#### [TASK DESCRIPTION]
Every record below is to be restated verbatim, though its images are not.

#### [DATA FOR PROCESSING]
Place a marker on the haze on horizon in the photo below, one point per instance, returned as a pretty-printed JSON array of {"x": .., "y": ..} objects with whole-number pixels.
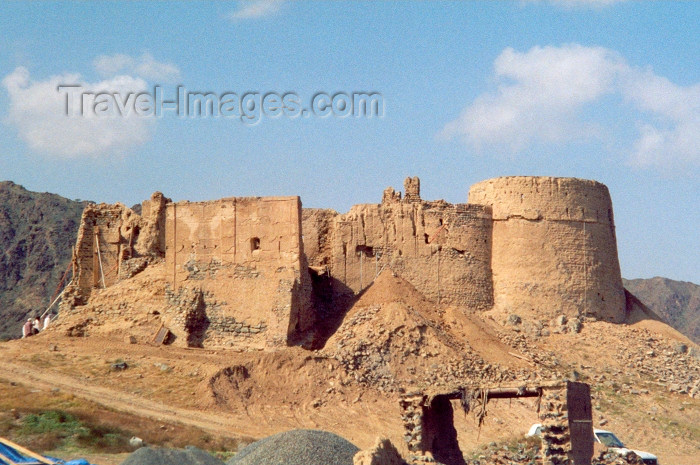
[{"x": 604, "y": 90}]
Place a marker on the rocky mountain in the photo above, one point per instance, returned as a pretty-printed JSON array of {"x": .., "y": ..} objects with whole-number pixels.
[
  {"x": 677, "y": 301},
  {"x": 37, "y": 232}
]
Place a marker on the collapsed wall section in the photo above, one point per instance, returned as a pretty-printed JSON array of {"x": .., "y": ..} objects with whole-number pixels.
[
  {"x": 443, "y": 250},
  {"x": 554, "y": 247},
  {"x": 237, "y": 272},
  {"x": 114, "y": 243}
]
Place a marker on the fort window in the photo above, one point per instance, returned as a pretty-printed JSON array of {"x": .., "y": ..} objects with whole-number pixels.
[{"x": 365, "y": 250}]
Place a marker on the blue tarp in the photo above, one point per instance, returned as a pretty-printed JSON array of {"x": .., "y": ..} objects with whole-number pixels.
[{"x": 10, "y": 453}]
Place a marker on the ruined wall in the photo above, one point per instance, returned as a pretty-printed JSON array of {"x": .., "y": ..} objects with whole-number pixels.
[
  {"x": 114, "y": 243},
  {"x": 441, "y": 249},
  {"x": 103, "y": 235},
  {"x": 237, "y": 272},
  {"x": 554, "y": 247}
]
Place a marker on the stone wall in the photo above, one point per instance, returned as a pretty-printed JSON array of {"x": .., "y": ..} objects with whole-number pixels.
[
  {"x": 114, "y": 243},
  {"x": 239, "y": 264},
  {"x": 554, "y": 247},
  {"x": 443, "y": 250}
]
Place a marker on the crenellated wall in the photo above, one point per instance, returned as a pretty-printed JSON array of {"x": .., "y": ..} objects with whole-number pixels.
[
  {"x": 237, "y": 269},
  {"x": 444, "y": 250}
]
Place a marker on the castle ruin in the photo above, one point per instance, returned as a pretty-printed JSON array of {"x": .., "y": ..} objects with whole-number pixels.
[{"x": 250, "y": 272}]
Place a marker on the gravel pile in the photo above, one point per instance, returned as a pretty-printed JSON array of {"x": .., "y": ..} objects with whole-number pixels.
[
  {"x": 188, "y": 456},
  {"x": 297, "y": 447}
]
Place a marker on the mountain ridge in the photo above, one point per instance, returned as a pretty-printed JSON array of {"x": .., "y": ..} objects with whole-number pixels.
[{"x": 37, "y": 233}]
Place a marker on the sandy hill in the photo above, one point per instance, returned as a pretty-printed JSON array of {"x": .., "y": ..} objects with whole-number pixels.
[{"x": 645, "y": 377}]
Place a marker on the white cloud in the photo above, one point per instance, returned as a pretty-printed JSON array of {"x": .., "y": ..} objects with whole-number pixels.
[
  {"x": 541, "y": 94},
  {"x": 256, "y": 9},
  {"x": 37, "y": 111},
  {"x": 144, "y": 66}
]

#### [EXERCISE RESPONSE]
Place a marker on the haze on horizon in the photo below, one point per instance, returned as a pretty-printed JSON array of {"x": .., "y": ..} objects with whole-number pixels.
[{"x": 604, "y": 90}]
Place a marker on the rocky mountain in the photo above, one point per instance, returned as a pretty-printed JSON array of {"x": .., "y": ..} objects with whole-number pixels.
[
  {"x": 677, "y": 301},
  {"x": 37, "y": 232}
]
Place a marker on the collapsed wall section in the photo above, one point per instance, returned as a pretty-printed JSON array of {"x": .., "y": ..} objects with whole-number pixels.
[
  {"x": 443, "y": 250},
  {"x": 554, "y": 247},
  {"x": 237, "y": 272},
  {"x": 114, "y": 243}
]
Place a marker on the fort window in the photo above, one point per instance, returned as a pretty-printed JSON array of {"x": .., "y": ..} objects with whole-number pixels.
[{"x": 365, "y": 250}]
Place a marker on the blue tarp in the photo above, one point per instance, returned as a pretty-printed JSON array of {"x": .., "y": ..} objects with whole-number pixels.
[{"x": 10, "y": 453}]
Place a marker on the ruined wall in the photo above, one point per instance, returned as a pretty-printed JSON array of {"x": .., "y": ..} objects with whole-number pixels.
[
  {"x": 114, "y": 243},
  {"x": 441, "y": 249},
  {"x": 103, "y": 235},
  {"x": 237, "y": 272},
  {"x": 554, "y": 247}
]
Place a marker on the stone wall in the photo above, one point per instance, returned as a pretty-printed JSON array of {"x": .., "y": ..} objects with whole-number pixels.
[
  {"x": 114, "y": 243},
  {"x": 239, "y": 264},
  {"x": 554, "y": 247},
  {"x": 443, "y": 250}
]
Place a marker on the crenellated wall in the photo above, one point per instance, returned as a pretty-printed JSON array of {"x": .., "y": ..} objects with whole-number pixels.
[
  {"x": 237, "y": 269},
  {"x": 444, "y": 250}
]
Place a marker on the castle ruin in the photo above, one point per instance, returned as a pretty-printed JSON array of {"x": .., "y": ..} objects with whole-number pixels.
[{"x": 250, "y": 272}]
Place a marker on the gravel pile in the photo above, one point per instance, returned as a pretty-printed JSON array of {"x": .., "y": ..} objects with whole-number pixels.
[
  {"x": 188, "y": 456},
  {"x": 297, "y": 447}
]
Place a marker on the mountain ridge in the photo above, one point per instance, returned as a pretty-printed JSON array of {"x": .., "y": ..} objects with whole-number pixels.
[{"x": 37, "y": 233}]
Place a marker on the sandy hill in the photo above, one point per instance, returned as a pretty-printed JSON array of {"x": .., "y": ..} objects with whole-number pixels.
[{"x": 645, "y": 377}]
Place a marker on the white cloud in the photo above, one point per instance, returned as a pretty-printed JSON array of {"x": .., "y": ..} objects with whole-number pixels.
[
  {"x": 541, "y": 94},
  {"x": 256, "y": 9},
  {"x": 37, "y": 111},
  {"x": 144, "y": 66}
]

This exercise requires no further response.